Njoki was pregnant and had just moved to Eldoret, Kenya with her husband when a routine exam revealed that she was HIV-positive. She urged her husband to get tested as well. Instead, he abandoned Njoki, leaving her pregnant with no source of support.
Njoki became one of our first clients at the Family Preservation Initiative, founded in 2003 in response to the needs of our patients, the majority of whom are among the poorest people in the world. Sick themselves and lacking basic human necessities, many patients have lost their spouse to the disease and are the sole support for multiple vulnerable children.
Due to the stigma of HIV/AIDS that still endures in many regions of western Kenya, patients are often cut off from their family networks when they discover their HIV status. Others lose their jobs out of employers' fear of them spreading the disease. "Before FPI, I was going through many things," Njoki says. "I was not getting food, my landlord was coming to my house and disturbing me, he was closing my house."

• [Dataset extract]:
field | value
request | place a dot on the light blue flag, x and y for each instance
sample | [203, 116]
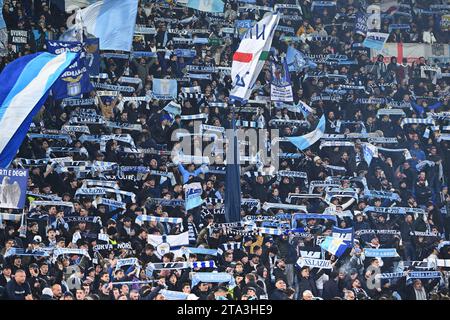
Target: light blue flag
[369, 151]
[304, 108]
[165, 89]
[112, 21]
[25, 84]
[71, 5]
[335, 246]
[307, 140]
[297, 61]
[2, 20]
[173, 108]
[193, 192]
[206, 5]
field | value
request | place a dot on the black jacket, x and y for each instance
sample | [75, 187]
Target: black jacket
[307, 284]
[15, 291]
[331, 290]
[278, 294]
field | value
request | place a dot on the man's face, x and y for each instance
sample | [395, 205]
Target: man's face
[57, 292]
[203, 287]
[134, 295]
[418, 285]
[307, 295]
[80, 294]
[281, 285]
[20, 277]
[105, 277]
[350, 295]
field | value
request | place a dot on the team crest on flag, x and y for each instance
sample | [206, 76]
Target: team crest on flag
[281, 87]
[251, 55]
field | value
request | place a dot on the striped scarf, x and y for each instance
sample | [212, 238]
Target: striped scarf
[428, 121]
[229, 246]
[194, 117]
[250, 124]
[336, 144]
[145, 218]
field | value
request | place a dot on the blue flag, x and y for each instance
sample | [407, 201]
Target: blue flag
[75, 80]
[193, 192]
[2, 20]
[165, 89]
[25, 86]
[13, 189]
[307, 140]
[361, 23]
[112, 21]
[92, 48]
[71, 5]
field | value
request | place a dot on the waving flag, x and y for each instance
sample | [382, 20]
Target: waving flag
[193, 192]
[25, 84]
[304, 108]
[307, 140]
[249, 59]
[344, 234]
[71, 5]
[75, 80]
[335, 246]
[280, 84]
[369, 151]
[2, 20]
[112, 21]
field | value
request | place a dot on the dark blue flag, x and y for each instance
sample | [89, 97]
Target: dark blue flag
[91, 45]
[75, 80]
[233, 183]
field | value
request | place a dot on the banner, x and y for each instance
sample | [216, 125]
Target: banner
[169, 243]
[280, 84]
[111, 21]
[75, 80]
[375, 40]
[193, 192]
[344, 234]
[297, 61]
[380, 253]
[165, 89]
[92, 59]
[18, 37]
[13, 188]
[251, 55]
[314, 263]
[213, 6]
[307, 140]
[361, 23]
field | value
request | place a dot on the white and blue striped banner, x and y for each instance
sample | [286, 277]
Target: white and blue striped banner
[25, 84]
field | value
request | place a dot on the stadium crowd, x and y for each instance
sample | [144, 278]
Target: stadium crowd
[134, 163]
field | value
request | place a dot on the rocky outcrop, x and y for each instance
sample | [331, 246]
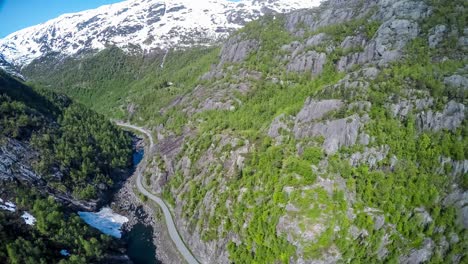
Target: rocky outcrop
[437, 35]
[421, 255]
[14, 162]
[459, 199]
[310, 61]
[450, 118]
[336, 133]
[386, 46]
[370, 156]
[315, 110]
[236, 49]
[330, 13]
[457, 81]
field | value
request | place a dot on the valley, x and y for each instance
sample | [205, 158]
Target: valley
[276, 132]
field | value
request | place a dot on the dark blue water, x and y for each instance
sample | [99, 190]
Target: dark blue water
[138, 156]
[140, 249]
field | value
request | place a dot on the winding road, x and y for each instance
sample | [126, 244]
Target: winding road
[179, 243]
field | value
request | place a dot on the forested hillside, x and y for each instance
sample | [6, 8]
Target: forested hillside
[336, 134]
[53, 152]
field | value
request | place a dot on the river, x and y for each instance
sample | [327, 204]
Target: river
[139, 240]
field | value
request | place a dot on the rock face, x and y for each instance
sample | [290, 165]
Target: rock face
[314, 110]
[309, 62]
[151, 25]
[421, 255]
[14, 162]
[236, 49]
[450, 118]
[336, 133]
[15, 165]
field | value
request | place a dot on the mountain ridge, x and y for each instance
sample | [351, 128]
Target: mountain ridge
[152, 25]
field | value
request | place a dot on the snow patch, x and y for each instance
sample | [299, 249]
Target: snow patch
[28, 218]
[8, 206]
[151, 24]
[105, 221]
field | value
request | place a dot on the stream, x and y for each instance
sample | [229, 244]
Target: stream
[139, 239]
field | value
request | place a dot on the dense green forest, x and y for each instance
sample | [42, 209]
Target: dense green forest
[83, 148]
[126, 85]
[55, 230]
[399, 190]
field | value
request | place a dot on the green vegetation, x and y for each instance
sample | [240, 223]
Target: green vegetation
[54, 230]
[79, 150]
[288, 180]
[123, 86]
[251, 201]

• [What to work on]:
Can you extend the account of Njoki and the Family Preservation Initiative, picking up right after its last sentence? The records come from a separate source.

• [Reply]:
Njoki was trained in beadwork, but business was slow at first. "FPI gave me a loan to get materials and expand," she says. "After getting the loan, I started being very serious with my job."
Three years later, Njoki is now a manager at our Imani Workshops program, which provides employment and training opportunities for approximately 100 single mothers like her. "I'm able to pay my house rent, I'm able to get my daily bread," Njoki says. "At first, I was feeling so hopeless but for now, life has changed. I'm stable, and at first I was seeing as if I'm dying, but now I'm hoping to live."